Instructions to follow —
Please render every item below as a two-column CSV with the header input,output and one row per item. Put the item's text and its answer each in a single quoted field, with line breaks replaced by spaces.

Start Records for the exercise

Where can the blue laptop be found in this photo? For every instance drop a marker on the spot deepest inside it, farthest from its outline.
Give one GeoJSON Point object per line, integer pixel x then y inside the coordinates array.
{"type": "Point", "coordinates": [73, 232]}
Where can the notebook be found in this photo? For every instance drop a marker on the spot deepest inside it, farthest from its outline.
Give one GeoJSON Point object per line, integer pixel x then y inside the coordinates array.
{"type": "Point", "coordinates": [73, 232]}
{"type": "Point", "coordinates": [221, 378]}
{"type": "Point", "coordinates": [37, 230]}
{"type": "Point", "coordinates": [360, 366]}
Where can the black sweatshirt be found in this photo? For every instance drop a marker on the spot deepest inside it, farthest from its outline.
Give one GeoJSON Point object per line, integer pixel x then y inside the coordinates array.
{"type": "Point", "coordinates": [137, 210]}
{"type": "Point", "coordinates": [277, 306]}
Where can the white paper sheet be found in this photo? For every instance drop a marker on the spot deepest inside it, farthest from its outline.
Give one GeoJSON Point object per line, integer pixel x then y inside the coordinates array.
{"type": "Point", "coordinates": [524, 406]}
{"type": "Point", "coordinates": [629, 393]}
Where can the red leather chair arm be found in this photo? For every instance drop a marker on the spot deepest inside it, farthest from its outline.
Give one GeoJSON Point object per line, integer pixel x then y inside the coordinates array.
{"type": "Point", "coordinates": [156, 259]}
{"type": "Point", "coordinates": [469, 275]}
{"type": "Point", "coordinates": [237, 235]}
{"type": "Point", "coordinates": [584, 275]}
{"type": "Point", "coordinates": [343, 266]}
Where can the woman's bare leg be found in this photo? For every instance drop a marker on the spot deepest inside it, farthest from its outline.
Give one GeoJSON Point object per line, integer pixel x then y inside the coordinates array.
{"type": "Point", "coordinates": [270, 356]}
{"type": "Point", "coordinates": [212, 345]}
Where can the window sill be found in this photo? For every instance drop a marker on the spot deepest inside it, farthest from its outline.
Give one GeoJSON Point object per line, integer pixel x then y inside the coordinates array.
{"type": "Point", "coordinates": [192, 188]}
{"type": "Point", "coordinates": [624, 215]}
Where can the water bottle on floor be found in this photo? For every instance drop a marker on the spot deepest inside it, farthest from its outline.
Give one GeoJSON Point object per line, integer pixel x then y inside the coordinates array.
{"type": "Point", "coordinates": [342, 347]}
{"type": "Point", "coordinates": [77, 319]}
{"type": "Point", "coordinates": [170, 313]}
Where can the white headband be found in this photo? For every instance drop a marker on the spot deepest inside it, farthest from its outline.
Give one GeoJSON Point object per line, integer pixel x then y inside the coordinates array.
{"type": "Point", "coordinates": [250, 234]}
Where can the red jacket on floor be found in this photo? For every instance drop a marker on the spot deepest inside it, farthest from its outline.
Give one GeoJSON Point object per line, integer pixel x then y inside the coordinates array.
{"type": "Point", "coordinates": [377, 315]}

End Records for the exercise

Answer for the task —
input,output
"Where can the blue laptop be found in this photo? For every instance drop a marker on the spot deepest inside it, farthest from its outline. Give one GeoJSON Point object per line, integer pixel x then y inside the coordinates array.","{""type"": ""Point"", ""coordinates"": [73, 232]}"
"Where can the notebook be found in this photo? For every instance drop a marker on the spot deepest inside it, farthest from its outline. Give one GeoJSON Point object per line, integer pixel x then y inside the coordinates array.","{""type"": ""Point"", ""coordinates"": [73, 232]} {""type"": ""Point"", ""coordinates"": [221, 378]} {""type"": ""Point"", ""coordinates"": [37, 230]} {""type"": ""Point"", ""coordinates"": [360, 366]}"
"Where can the black sweatshirt be found in this photo? For every instance drop a marker on the spot deepest inside it, farthest from its outline. Give one GeoJSON Point object per line, integer pixel x then y inside the coordinates array.","{""type"": ""Point"", ""coordinates"": [137, 210]} {""type"": ""Point"", ""coordinates"": [277, 306]}"
"Where can the white paper sheet be found in this photo? For every instance drop a marker on the spot deepest inside it, farthest from its outline. Give one GeoJSON Point object per line, integer pixel x then y inside the coordinates array.","{""type"": ""Point"", ""coordinates"": [524, 406]} {""type"": ""Point"", ""coordinates"": [629, 393]}"
"Where can the red leather chair arm be found in this photo? For every instance drop a marker on the spot deepest inside it, farthest from its outline. Give one GeoJSON Point object per line, integer pixel x then y inside the coordinates array.","{""type"": ""Point"", ""coordinates"": [156, 259]} {""type"": ""Point"", ""coordinates"": [469, 275]} {""type"": ""Point"", ""coordinates"": [237, 235]} {""type"": ""Point"", ""coordinates"": [584, 275]} {""type"": ""Point"", ""coordinates"": [343, 266]}"
"Where can the woman's bare leg be found in this photo? For every instance drop a marker on the spot deepest inside it, farthest from its outline. Give one GeoJSON Point object per line, integer pixel x then y inside the coordinates array.","{""type"": ""Point"", ""coordinates"": [270, 356]} {""type"": ""Point"", ""coordinates"": [212, 345]}"
"Where can the window sill be found in this photo? For every instance drop a marker on the spot deepest inside it, farthest from its outline. Give one GeoJSON Point object per line, integer pixel x then y inside the coordinates array.","{""type"": ""Point"", ""coordinates"": [192, 188]} {""type"": ""Point"", ""coordinates"": [624, 215]}"
"Where can the water bottle on floor be found in this photo? For every instance drop a marker on the spot deepest inside it, farthest from its outline. Give one GeoJSON Point object per line, integer pixel x then y inside the coordinates array.","{""type"": ""Point"", ""coordinates"": [342, 347]} {""type"": ""Point"", ""coordinates"": [77, 319]} {""type"": ""Point"", ""coordinates"": [170, 313]}"
"Where can the white headband be found in this photo? For every instance drop a marker on the spot deepest inside it, farthest from its outline. Give one GeoJSON Point object per line, integer pixel x then y inside the coordinates array.","{""type"": ""Point"", ""coordinates"": [250, 234]}"
"Where can the red jacket on floor be found in this photo? For every instance drop a marker on the spot deepest inside it, farthest from its outline. Give one GeoJSON Point object per line, integer pixel x then y inside the coordinates array.","{""type"": ""Point"", ""coordinates"": [377, 315]}"